▶ Work required: Arrange the lines from the one containing "Pretty please, detect the parade" through the one containing "Pretty please, detect the calm" as a JSON list of strings, one string per line with blank lines omitted. Leave the pictures out.

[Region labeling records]
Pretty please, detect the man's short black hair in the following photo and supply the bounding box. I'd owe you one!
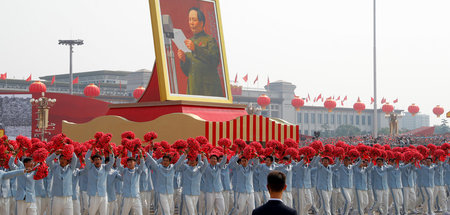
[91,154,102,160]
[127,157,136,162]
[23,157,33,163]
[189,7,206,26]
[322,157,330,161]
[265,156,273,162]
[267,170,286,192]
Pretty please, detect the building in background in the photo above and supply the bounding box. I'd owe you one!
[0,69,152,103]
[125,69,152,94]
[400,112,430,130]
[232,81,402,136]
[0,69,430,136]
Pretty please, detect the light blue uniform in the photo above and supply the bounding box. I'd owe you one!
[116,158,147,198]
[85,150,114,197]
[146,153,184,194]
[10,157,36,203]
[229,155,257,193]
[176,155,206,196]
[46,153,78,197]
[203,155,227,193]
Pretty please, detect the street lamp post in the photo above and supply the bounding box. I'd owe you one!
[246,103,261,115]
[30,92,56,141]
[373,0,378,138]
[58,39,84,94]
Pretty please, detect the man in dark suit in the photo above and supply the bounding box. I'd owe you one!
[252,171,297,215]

==

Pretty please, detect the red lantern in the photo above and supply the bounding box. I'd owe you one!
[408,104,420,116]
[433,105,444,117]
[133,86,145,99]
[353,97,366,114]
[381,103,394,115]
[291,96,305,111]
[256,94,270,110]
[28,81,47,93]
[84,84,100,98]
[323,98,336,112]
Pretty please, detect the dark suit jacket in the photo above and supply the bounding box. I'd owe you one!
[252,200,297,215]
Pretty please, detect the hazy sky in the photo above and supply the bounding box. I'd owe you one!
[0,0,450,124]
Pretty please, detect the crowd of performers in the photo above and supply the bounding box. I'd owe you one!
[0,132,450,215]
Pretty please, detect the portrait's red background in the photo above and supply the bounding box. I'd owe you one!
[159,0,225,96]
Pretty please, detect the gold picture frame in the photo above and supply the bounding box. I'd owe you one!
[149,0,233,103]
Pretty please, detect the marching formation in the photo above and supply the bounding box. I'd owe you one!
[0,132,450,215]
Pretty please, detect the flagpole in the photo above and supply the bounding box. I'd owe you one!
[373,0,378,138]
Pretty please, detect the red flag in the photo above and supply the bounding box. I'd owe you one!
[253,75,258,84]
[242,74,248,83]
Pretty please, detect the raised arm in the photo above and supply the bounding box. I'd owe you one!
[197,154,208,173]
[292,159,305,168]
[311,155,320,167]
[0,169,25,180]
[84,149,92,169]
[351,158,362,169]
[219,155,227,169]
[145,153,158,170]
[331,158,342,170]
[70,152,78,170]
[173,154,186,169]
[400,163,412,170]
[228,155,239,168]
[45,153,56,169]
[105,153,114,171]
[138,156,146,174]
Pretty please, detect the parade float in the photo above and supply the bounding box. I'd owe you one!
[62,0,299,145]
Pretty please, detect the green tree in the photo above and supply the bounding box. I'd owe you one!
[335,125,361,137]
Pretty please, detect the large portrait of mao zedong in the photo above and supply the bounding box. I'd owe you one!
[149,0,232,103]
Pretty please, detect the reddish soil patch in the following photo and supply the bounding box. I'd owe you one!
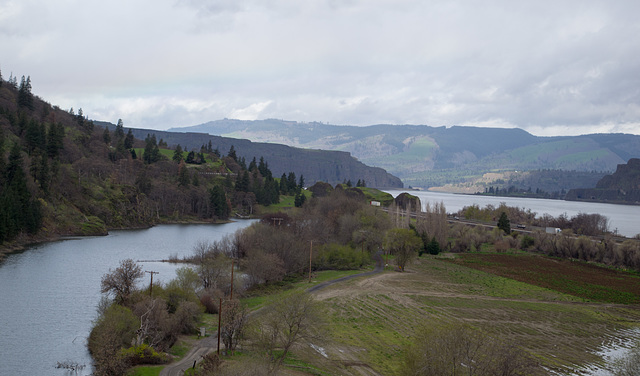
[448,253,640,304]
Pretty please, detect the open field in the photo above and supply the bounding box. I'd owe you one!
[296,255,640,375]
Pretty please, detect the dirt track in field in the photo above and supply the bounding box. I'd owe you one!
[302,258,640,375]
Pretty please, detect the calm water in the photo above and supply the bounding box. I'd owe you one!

--

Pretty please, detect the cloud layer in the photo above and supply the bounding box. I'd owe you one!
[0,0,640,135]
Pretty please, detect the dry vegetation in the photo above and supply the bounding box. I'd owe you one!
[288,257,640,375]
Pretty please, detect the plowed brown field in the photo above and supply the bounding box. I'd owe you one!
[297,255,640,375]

▶ Finished exercise:
[
  "Pretty please, detect the parade float in the photo above and supply the bounding box. I'd owe you one!",
  "[62,0,299,145]",
  "Pretty please, detect the green tree in the photo above and supply the bounding box. I'd owe you one!",
  "[335,125,361,137]",
  "Pretty please, detect the large portrait of mao zedong in the photo above and supply the bounding box. I'd owe you one!",
  "[149,0,232,103]",
  "Pretty please, detect the reddish soil patch in the following photo and supply the bounding box. I'd owe you one!",
  "[448,253,640,304]",
  "Pretty please, detect the open field in the photo above and supply the bounding box. I'd owe you one!",
  "[296,255,640,375]",
  "Pretty please, detect the dirt track in field in the photo above and supply the bounding box. I'd owe you one!",
  "[302,258,640,375]",
  "Pretty please, detect the calm water in the photo above and supply the bounding box. I'd owe you one!"
]